Exercise aim. Extract every line below, verbatim.

Stored data entries

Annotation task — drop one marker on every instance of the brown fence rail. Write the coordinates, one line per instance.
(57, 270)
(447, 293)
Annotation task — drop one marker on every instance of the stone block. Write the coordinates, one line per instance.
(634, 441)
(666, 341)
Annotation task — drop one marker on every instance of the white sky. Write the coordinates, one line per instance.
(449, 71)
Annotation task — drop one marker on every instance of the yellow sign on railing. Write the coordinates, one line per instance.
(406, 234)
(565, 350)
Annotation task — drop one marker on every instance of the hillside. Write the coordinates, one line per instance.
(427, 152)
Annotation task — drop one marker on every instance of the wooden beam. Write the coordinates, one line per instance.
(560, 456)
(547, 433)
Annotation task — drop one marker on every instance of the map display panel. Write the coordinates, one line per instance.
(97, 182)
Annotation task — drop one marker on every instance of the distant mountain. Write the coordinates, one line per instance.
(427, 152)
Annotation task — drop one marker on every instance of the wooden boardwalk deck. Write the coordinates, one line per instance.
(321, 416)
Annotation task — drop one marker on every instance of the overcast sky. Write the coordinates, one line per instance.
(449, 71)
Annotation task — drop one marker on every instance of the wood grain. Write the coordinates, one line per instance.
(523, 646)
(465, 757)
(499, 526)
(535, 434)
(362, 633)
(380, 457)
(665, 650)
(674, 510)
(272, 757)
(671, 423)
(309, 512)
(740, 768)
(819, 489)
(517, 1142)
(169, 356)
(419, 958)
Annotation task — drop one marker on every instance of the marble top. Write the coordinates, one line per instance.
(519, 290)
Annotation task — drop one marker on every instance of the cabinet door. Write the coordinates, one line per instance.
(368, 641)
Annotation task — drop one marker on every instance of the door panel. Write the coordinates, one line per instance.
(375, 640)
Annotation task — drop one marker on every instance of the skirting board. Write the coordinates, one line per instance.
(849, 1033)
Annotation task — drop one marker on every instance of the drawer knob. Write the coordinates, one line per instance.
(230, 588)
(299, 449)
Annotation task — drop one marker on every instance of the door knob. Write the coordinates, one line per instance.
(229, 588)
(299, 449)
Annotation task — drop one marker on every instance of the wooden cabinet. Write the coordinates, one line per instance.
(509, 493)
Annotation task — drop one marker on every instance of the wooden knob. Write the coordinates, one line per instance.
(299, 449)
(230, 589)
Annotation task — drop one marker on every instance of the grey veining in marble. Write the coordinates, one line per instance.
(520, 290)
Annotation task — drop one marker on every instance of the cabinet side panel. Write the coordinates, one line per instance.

Solved problem.
Annotation task — drop one marker on every instance of the brown fence rail. Write the coordinates, one line per instance.
(57, 270)
(447, 293)
Annotation task — drop one marker on every instance of the stone block. Write the coordinates, one line per instance.
(634, 441)
(666, 341)
Annotation task — drop one marker on every instance of the white sky. Write the coordinates, one line per instance.
(449, 71)
Annotation task — drop one marker on every instance of the yellow sign on railing. Write the coordinates, one line per instance.
(406, 234)
(565, 350)
Annotation task — drop one marker on every instance of the hillside. Write the coordinates, one line per instance.
(427, 152)
Annotation task — drop one marker on every instance of the wooden beam. Write the coordinates, one line per instance.
(560, 456)
(547, 433)
Annotation task — drop one marker on every instance of the map display panel. Write the coordinates, one line per instance.
(97, 182)
Annotation task — drop one marker on every instance of the distant mountain. Write the coordinates, one line per instance.
(427, 152)
Annotation task — drop one marker on every instance of the wooden boardwalk deck. Write the coordinates, one line per instance.
(321, 416)
Annotation task — drop one marker on every instance of the overcast sky. Write the coordinates, one line per instance.
(449, 71)
Annotation task — drop one marker on every instance of the wood grain. Write the coordinates, one line per instance.
(523, 646)
(465, 757)
(499, 526)
(535, 434)
(362, 633)
(380, 457)
(665, 650)
(674, 510)
(272, 757)
(671, 423)
(309, 512)
(740, 768)
(819, 489)
(517, 1142)
(169, 356)
(419, 958)
Annotation task — drop one marker on every instance of the marble top. Write the coordinates, one line per instance.
(519, 290)
Annotation task — drop one marker on every instance of the cabinet door. Write the coordinates, one line per instance.
(368, 641)
Annotation task — drop one marker on every instance of the door panel. Write the coordinates, one line per instance.
(375, 640)
Annotation task — drop one marker on every instance of the skirting board. Write the coordinates, one line per instance.
(849, 1033)
Annotation task — drop one marker on every instance of the drawer knob. Write the coordinates, one line per instance.
(230, 588)
(299, 449)
Annotation task — drop one marker on every instance of the door knob. Write the coordinates, one line per instance.
(229, 588)
(299, 449)
Annotation task — drop one marker on every instance of the wooden cabinet. Write the coordinates, one line per instance.
(509, 493)
Annotation task — drop one marker on every instance of the wooden knob. Write the coordinates, one line per instance.
(299, 449)
(230, 589)
Annotation task — drop one marker on every instance of the grey veining in marble. Write the coordinates, one line per instance.
(520, 290)
Annotation task — drop one marker on every instance of the cabinet side panel. Write the coordinates, one line per instance.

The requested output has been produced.